++++ VORLIEGENDER TEXT
Das Erbe des Totalitarismus: Wie Polen von seinen Traumata heimgesucht wird

Vertuschte Taten, unverarbeitete Verbrechen: Ein neuer Band widmet sich der Wiederkehr des Verdrängten in Osteuropa. Die Kolumne Flugblätter.

Von Caroline Fetscher

Caroline Fetscher schreibt an dieser Stelle regelmäßig über Sachbücher. Nächste Woche: Peter von Becker über literarische Fundstücke.

Angeblich treiben Gespenster ihr Unwesen, wo ein Fluch über einem Ort hängt. Geschichten davon berichten dann stets vom Gewesenen, von der Vergangenheit: Vertuschte ungesühnte Taten geben keine Ruhe. Solchen Legenden liegt eine reale seelische Dynamik zugrunde, jene der Wiederkehr des Verdrängten.
++++++++
**AUFGABENSTELLUNG A**. Übersetzen Sie den folgenden Satz aus dem Text ins Englische: „Solchen Legenden liegt eine reale seelische Dynamik zugrunde, jene der Wiederkehr des Verdrängten.“
**AUFGABENSTELLUNG B**. Worüber schreibt Caroline Fetscher laut dem Text regelmäßig an dieser Stelle?
**AUFGABENSTELLUNG C**. Geben Sie den Abschnitt des Textes wörtlich wieder, beginnend bei „Das Erbe des“ und endend bei „Die Kolumne Flugblätter.“.
Zur Bearbeitung darf ausschließlich der vorliegende Text herangezogen werden.
++++ GEGEBENE DATEN
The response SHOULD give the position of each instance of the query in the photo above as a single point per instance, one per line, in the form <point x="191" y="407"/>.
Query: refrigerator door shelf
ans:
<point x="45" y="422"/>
++++++++
**LÖSUNG A**. Such legends are based on a real psychological dynamic, that of the return of the repressed.

**LÖSUNG B**. Über Sachbücher.

**LÖSUNG C**.
Das Erbe des Totalitarismus: Wie Polen von seinen Traumata heimgesucht wird

Vertuschte Taten, unverarbeitete Verbrechen: Ein neuer Band widmet sich der Wiederkehr des Verdrängten in Osteuropa. Die Kolumne Flugblätter.